:: Metin Parçası ::
Başka bir hatalı yaklaşım ise hangi Tanrı' ve hangi dinle evrim çelişmiyor ?
Yehova mı isa mı, Allah 'mı Sabii Tanrısı mı,Ra mı,ahura mazda mı ?
evrim var bunu tanrı yönetti derseniz, buna söylecek anti tez yokur, ama popperin dediği gibi iddia sahibi iddiasını kanıtlamakla yükümlüdür, ben size kaf dağının arkasında ki dev bize omlet yaptı dediğim de kalkıp ta size hadi devin olmadıgını ispat et dersem bana ana bu kafayı yemiş demez misiniz ? demelisiniz.
Omlet /evrimin kanıtı burda tanrı ve dev size kalmış buyrun kanıtlayın ?
Öncelikle dinler birbiriyle çelişiyor ,evrimi bırakın, incil ve tavratı tanıyan kuran onların bozulduğunu kendisinin geldiğini iddia ederken (morfolojik iddia kanıta muhtaç ayrı mesele) diğerleride benden kopya çektin diyor ( ontolojik iddia kanıta muhtaç)
Kitap ta Şu ortak hatlar var : kadın erkek için yaratılmıştır, şahitlik miras eşit değildir, erkeğe hitap edilmiş bir kitaptır,ırkcılık ve türcülük vardır,kölelik resmi kurum ve cihat hepsinde senden olmayana yapılabilir.
ezcümlem şu dur ki ; evrim ortak bir atadan 100 bin yıl önce ayrışmaya başladığımızı alet yapımına 50 bn yılönce yerleşik düzen tarım devrimine 12 bin yıl önce geçtiğimizi milyon yıl önceye uzanan bir yolculuğun oldugundan bahseder, dinlerde ise adem havvayı figür olarak alamayız keza insan olarak çamurdan üflenerek yaratılıyorlar ve konuşma yazma alet yapma her şeyi bilerek hayata başlıyolar ( sümerlerde ki adon karekterinin birebir aynısıdır)
ilginç olan şudur mitler oldu mu söz konusu kendi mitimizi aynı konu olsada kollamamız çok enterasan gelir bana ahura mazda zerdüşt tanrısıda peygamberine magaraya gitr sana sözler nakşedicem der, iştar da tıpki isa gibi yeniden dirilir, utnapişim 1000 yıl yaşar nuh gibi, fakat biz dini olduğu savlanan mitlere sorgusuz inanırken efsanelerin aynı konulu mitlerine güleriz öyle şey olur mu deriz ? bu konuda ikiyüzlülük var.
Kısaca şu yani evrimi yapan bir tanrının olup olmadığı asla ateistlerin sorunu olmadı benim hiç olmadı mesela, sorun sahibi reddeden dinndarların ve akıllı tasarımcı sözde şarlatan bilimcilerin (bakınız Behe) sorunudur
Sana burada doğal seleksiyonun yararları seçilimin ne işe yaradığı hakkında bir şeyler yazmayacağım,down sennromu mutasyon ve seleksiyon ile iligli bir sorun evrimin kör saatçi olarak ilerlemesine iyi bir örnek, tıp ki tavukların kanatları olması gibi, genetik varyeteler sakat dogumları yüzde yuze varan oranla açıklıyor, bunların hepsini sana ben anlatamam ,akıllı bir kadınsın oku araştır ve öğren, en azından Allah'ın down sendromlu bir çocuk yaratıp ibret harikası olarak sunma fikrinden daha iyi daha bilimsel cevaplar var,benim için konu burada kapanmıştır.
:::
:: Sağlanan Kayıtlar ::
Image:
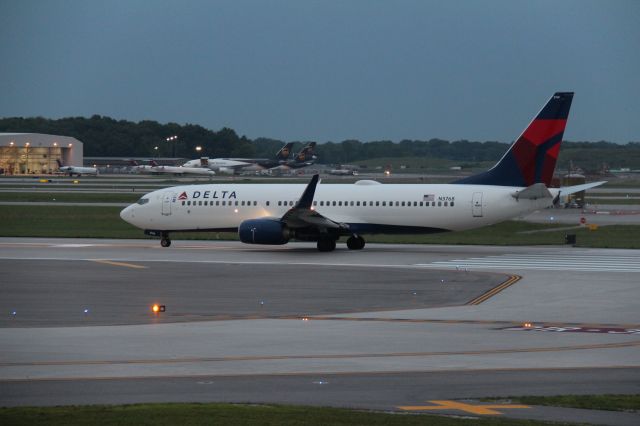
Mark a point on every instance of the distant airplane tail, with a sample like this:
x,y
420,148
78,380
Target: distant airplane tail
:::
Görevler:
**a)** Evrim ve din metninde "Başka bir hatalı" ifadesinden "iddia kanıta muhtaç)" ifadesine kadar uzanan bölümü harfi harfine yazın.
**b)** Evrim ve din metnine göre yerleşik düzen tarım devrimine kaç yıl önce geçilmiştir?

Tamamlanan Alıştırma:
**a)**
Başka bir hatalı yaklaşım ise hangi Tanrı' ve hangi dinle evrim çelişmiyor ?
Yehova mı isa mı, Allah 'mı Sabii Tanrısı mı,Ra mı,ahura mazda mı ?
evrim var bunu tanrı yönetti derseniz, buna söylecek anti tez yokur, ama popperin dediği gibi iddia sahibi iddiasını kanıtlamakla yükümlüdür, ben size kaf dağının arkasında ki dev bize omlet yaptı dediğim de kalkıp ta size hadi devin olmadıgını ispat et dersem bana ana bu kafayı yemiş demez misiniz ? demelisiniz.
Omlet /evrimin kanıtı burda tanrı ve dev size kalmış buyrun kanıtlayın ?
Öncelikle dinler birbiriyle çelişiyor ,evrimi bırakın, incil ve tavratı tanıyan kuran onların bozulduğunu kendisinin geldiğini iddia ederken (morfolojik iddia kanıta muhtaç ayrı mesele) diğerleride benden kopya çektin diyor ( ontolojik iddia kanıta muhtaç)

**b)** 12 bin yıl önce.